**WHAT YOU NEED TO DO**
Beginning at the line that contains "Target: blue sneaker", transcribe the remaining lines of the listing exactly; include the final line and omit everything before.

**INFORMATION SHOWN**
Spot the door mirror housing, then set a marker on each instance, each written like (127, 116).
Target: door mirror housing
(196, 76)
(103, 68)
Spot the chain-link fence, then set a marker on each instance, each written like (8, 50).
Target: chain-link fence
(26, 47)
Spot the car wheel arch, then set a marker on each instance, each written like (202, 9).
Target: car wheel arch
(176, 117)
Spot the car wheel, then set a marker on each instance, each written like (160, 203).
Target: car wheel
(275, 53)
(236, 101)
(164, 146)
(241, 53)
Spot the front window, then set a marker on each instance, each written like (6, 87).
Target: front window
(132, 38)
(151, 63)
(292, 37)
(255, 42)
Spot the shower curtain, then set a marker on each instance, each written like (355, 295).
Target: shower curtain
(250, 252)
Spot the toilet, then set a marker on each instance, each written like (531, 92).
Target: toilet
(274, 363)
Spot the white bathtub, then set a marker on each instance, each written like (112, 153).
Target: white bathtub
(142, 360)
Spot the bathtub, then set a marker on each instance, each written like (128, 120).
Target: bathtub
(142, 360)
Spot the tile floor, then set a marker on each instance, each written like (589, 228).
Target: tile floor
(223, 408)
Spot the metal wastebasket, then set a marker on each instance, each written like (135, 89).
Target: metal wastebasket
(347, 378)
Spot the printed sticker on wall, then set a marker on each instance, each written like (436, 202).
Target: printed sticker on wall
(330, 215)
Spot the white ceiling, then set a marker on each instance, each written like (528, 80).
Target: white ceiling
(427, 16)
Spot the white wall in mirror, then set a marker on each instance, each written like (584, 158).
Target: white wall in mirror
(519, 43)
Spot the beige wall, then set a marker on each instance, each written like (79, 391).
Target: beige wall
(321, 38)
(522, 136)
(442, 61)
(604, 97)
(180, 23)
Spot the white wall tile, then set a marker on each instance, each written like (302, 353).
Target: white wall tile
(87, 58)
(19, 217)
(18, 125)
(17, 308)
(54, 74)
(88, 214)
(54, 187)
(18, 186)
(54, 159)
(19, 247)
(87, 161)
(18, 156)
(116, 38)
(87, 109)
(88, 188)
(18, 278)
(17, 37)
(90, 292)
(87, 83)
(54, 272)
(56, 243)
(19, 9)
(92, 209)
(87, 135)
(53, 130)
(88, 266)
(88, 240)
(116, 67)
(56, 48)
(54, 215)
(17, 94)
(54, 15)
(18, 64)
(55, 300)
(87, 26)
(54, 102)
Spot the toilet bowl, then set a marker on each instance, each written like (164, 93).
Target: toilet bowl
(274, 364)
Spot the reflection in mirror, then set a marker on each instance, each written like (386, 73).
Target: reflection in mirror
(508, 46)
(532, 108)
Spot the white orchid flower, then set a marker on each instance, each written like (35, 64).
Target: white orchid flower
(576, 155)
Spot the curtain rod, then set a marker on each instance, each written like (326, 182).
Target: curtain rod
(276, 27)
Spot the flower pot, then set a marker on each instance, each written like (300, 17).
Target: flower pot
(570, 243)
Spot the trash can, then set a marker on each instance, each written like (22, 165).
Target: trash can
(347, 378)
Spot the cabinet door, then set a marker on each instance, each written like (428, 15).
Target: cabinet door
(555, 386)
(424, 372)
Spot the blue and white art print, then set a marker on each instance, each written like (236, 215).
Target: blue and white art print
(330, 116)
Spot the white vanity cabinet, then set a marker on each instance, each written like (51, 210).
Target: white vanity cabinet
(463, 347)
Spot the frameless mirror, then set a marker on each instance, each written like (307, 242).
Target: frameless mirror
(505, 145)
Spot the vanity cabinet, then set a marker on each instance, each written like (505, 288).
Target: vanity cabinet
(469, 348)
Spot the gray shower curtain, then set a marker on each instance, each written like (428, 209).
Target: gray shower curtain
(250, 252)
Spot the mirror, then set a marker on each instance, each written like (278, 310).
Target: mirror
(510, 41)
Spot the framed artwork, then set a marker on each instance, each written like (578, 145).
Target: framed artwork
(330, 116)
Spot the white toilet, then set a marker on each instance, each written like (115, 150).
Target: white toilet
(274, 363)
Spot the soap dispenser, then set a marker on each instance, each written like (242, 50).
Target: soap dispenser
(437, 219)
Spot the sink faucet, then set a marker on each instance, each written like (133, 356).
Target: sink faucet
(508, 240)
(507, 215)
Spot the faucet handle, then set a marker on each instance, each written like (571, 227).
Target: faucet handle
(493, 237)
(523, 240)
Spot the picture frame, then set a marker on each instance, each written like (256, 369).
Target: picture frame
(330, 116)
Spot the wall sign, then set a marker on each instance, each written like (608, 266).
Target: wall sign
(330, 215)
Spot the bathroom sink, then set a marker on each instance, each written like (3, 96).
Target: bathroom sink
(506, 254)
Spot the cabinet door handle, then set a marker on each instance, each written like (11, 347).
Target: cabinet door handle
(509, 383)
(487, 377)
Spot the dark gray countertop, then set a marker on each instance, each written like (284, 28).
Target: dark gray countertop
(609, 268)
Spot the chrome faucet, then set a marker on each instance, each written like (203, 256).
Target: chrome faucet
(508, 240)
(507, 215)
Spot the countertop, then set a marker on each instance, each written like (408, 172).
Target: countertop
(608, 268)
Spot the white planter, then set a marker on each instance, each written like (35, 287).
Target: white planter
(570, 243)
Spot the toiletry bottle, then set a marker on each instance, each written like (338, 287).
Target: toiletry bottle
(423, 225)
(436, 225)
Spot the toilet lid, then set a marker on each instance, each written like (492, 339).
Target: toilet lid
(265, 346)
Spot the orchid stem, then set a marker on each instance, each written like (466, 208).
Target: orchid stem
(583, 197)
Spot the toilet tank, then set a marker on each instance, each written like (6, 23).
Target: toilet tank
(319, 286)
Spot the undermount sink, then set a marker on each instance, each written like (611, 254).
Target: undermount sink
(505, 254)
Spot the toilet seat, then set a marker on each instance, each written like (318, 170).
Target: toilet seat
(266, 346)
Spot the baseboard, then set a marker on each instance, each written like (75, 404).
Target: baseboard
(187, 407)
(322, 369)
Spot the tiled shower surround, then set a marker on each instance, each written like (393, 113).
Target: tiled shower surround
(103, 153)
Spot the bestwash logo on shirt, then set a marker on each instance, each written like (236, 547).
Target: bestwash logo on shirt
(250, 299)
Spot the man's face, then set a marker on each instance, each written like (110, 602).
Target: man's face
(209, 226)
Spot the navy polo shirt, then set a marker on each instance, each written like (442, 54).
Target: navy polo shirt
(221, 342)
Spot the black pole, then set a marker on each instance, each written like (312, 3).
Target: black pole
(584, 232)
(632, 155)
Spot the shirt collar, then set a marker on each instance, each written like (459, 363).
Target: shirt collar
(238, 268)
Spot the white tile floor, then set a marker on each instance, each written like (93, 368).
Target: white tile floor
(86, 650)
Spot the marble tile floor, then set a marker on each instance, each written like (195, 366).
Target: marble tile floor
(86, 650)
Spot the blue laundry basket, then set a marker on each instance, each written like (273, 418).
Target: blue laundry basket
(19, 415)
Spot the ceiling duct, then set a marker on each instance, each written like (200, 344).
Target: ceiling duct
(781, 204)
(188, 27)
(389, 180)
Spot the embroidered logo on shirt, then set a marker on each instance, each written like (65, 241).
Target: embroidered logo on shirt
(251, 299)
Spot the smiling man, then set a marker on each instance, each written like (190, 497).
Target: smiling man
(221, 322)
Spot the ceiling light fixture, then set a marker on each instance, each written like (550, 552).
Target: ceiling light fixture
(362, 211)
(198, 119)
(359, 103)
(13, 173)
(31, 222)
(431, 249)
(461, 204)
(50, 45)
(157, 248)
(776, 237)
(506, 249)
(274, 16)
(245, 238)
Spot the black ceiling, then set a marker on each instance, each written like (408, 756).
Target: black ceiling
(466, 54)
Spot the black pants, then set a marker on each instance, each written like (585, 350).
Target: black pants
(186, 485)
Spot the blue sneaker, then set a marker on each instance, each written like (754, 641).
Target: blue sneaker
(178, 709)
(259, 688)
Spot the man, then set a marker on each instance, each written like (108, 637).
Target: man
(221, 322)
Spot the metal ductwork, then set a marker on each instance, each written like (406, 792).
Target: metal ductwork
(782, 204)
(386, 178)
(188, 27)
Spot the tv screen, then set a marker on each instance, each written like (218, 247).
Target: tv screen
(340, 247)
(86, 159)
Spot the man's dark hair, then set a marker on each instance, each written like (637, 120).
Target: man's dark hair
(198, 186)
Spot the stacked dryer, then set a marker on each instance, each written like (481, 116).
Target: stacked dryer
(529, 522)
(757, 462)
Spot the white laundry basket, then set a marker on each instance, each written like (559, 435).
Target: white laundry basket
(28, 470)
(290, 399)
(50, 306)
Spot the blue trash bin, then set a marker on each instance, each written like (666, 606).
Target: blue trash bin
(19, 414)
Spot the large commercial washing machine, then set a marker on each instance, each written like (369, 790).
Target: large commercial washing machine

**OUTPUT OF THE EXERCISE**
Target: blue sneaker
(178, 709)
(259, 688)
Spot the man, then set a marker on each instance, each written like (108, 637).
Target: man
(221, 322)
Spot the metal ductwork, then set a marker on each instance, each written like (406, 792).
Target: metal ductwork
(782, 204)
(386, 178)
(188, 27)
Spot the tv screen, then set a marker on each instance, each written like (218, 247).
Target: tv screen
(340, 247)
(86, 159)
Spot the man's dark hair, then set a marker on each instance, each written like (637, 120).
Target: man's dark hair
(198, 186)
Spot the stacked dryer, then set a marker on each instance, each written like (481, 116).
Target: stacked dryer
(529, 522)
(757, 462)
Spot the white laundry basket, then set a marker on each instance, each written like (559, 435).
Target: white laundry basket
(28, 470)
(290, 399)
(50, 306)
Spot the blue trash bin, then set a marker on each instance, each written like (666, 606).
Target: blue trash bin
(19, 414)
Spot the large commercial washing machine, then set a marker on each instance, each written like (369, 790).
Target: large commercial washing machine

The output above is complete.